Additionally, another important concept to note here is that of quantum entanglement. This is when two or more particles are in a single quantum state. For instance, using a particle accelerator, scientists were able to demonstrate this concept physically. Take two different protons that are in a state of quantum entanglement. Because they are entangled, any changes to one proton will instantaneously create the exact same effect in the opposite proton, no matter the distance between them. So, two particles that are entangled could theoretically share information instantaneously, quite literally outpacing the speed of light.
This is precisely what quantum computing is intending to leverage. A future quantum computer utilizing highly conductive nanomaterials (such as graphene or carbon nanotubes) could use the properties of quantum mechanics (superposition and entanglement) to solve hyper complex computational problems that traditional computers could never solve.
Quantum Computing & the Metaverse
The sheer demand of computational power and processing speeds that a full metaverse would require is unfathomable in terms of today’s computing limitations. Running a global metaverse is nothing short of literally powering a world-wide simulation. The metaverse will be tasked with powering a seemingly infinite number of worlds across the entire globe for billions of users in a three dimensional, highly interactive virtual space.
Thus, coming back around to Koduri’s comments about needing 1,000x the power, to truly build out the metaverse requires a high level of innovation in other fields. Luckily, the demand for computing power is increasing at a profound rate which is leading to a high level of investment into the concept of quantum computing and nanotechnology.
A number of powerful technology companies have been conducting research on the issue, including:
- Microsoft through the Azure Quantum project
- IBM’s Quantum systems division
- Publications on quantum computing from Google Research
- Quantum research from Intel Labs
Increasing complexity in the applications and networks we develop requires an evolution in both computational abilities but also security. Unfortunately, quantum computing unlocks new problems for cryptographic hash functions that power the world’s leading cryptocurrencies such as Bitcoin. Bitcoin’s security model relies on the computations necessary to mine blocks and use the network to be difficult to solve. Quantum computers would be able to solve these hash problems exponentially faster than normal machines.

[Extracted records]

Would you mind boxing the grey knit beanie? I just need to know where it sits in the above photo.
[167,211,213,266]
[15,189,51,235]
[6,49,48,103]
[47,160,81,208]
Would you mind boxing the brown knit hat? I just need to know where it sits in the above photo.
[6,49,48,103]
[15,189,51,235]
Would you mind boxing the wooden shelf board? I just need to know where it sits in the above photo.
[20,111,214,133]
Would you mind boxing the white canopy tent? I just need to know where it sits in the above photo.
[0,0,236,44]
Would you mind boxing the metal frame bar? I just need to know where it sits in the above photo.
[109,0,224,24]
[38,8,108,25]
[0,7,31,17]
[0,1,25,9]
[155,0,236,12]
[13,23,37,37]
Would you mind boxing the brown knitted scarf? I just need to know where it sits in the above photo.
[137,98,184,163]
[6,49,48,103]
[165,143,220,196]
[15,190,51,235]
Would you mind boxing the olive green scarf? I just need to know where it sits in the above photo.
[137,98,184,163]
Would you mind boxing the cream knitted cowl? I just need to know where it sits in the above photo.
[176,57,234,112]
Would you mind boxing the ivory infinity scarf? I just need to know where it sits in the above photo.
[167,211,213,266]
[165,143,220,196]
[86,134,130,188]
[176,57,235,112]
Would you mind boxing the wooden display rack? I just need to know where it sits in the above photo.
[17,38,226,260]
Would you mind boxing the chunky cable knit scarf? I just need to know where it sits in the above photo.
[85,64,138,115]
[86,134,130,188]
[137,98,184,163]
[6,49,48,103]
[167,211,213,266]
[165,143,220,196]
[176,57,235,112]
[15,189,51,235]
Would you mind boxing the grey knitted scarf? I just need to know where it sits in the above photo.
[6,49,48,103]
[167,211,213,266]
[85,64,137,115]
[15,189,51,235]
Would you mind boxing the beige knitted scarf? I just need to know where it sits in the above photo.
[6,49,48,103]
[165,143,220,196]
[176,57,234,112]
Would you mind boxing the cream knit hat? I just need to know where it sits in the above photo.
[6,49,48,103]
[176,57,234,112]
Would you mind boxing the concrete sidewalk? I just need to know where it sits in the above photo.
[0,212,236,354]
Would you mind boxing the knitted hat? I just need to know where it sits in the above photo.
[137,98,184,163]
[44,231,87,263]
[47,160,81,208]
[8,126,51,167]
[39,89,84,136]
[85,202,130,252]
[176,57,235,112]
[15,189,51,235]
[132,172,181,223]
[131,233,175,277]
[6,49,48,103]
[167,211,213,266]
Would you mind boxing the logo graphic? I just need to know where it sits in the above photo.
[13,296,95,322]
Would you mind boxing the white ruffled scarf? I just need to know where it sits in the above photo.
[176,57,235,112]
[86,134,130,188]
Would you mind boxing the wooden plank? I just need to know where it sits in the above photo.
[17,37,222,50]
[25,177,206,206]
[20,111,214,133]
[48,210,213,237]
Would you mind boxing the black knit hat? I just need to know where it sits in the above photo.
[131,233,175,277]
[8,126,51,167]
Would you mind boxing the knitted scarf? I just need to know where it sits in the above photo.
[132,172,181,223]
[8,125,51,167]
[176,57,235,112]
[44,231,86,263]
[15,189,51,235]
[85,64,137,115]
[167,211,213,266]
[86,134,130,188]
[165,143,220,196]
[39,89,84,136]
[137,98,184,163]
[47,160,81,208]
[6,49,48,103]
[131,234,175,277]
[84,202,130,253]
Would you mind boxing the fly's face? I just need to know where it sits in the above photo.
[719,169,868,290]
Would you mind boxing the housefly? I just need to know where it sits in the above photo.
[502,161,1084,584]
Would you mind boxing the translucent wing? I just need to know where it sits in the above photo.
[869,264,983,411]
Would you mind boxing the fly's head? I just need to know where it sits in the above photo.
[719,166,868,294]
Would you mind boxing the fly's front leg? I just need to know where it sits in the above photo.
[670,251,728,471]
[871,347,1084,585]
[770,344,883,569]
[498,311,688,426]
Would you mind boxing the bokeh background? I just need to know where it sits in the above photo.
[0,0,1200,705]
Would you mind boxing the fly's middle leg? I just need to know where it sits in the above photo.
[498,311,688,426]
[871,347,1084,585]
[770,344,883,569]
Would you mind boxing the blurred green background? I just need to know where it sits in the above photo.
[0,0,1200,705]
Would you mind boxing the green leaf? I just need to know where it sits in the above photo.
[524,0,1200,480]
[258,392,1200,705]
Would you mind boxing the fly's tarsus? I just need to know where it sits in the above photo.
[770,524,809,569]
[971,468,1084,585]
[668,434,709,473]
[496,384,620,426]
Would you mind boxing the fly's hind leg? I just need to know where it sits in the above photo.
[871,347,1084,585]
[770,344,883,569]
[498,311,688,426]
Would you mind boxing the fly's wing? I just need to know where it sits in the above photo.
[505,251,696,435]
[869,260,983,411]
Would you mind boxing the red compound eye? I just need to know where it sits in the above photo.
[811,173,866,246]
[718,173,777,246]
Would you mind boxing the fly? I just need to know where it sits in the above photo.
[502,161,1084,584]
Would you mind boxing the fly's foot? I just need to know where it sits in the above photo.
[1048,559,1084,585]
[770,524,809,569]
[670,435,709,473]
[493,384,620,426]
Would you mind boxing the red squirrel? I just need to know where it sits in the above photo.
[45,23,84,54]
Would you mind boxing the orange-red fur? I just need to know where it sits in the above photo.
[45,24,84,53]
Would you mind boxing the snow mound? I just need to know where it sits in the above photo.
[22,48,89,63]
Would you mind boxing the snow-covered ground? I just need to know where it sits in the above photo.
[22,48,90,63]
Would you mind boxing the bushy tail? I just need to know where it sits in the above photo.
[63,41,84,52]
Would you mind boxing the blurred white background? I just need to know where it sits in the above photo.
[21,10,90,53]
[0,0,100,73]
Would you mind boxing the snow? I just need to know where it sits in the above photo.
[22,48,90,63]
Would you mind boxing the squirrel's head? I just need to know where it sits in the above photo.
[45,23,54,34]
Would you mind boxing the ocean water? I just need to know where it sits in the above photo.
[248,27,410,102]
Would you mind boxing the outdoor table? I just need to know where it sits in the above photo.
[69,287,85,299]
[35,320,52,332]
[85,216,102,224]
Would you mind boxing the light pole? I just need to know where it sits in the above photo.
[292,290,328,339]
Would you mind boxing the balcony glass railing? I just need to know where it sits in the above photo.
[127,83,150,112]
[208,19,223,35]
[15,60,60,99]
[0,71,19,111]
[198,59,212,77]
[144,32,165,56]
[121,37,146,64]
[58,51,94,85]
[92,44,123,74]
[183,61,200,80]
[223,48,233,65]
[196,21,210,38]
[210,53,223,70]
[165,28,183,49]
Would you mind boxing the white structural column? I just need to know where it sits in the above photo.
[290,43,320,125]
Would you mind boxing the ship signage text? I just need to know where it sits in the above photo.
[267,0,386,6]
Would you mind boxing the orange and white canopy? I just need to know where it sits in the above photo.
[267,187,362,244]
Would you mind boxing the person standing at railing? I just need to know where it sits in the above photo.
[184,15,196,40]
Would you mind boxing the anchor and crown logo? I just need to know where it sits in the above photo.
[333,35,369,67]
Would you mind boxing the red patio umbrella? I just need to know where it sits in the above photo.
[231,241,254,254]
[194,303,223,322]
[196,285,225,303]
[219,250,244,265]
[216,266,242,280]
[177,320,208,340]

Parts of the exercise:
1. In the quantum computing reading passage, rewrite the part from "A number of" to "than normal machines.", swapping "Intel Labs" for "Intel Research".
2. According to the quantum computing reading passage, which highly conductive nanomaterials might a future quantum computer use?
3. Go on with the reading passage on quantum computing and the metaverse from the point where it stops.

Numbered responses:
1.
A number of powerful technology companies have been conducting research on the issue, including:
- Microsoft through the Azure Quantum project
- IBM’s Quantum systems division
- Publications on quantum computing from Google Research
- Quantum research from Intel Research
Increasing complexity in the applications and networks we develop requires an evolution in both computational abilities but also security. Unfortunately, quantum computing unlocks new problems for cryptographic hash functions that power the world’s leading cryptocurrencies such as Bitcoin. Bitcoin’s security model relies on the computations necessary to mine blocks and use the network to be difficult to solve. Quantum computers would be able to solve these hash problems exponentially faster than normal machines.

2. Graphene or carbon nanotubes.

3.
Thus, Quantum computers powering the metaverse will have to leverage quantum-resistant security protocols and blockchains. For the metaverse to be successful and have longevity, security of the system must be considered a critical priority.
There are a high number of complex innovations that must occur for the metaverse to develop in the way many are envisioning. Quantum computing is arguably one of the most critical to long term metaverse development. At this point in modern history, humanity is experiencing rapid expansions in computer science and quantum mechanics that is allowing for research to be conducted and progress to be made.
As Microsoft says, quantum mechanics is the underlying “operating system” of the universe and is being used here to break through physical barriers in computing. It serves as a good model for something like the metaverse – nature requires immensely complex chemical & biological reactions, material formations, & other processes that take place through a seemingly infinite amount of individual data points (starting with plancks all the way up through atoms, particles, etc). The metaverse will require a similar level of complexity that quantum computers will undoubtedly help us achieve in the future.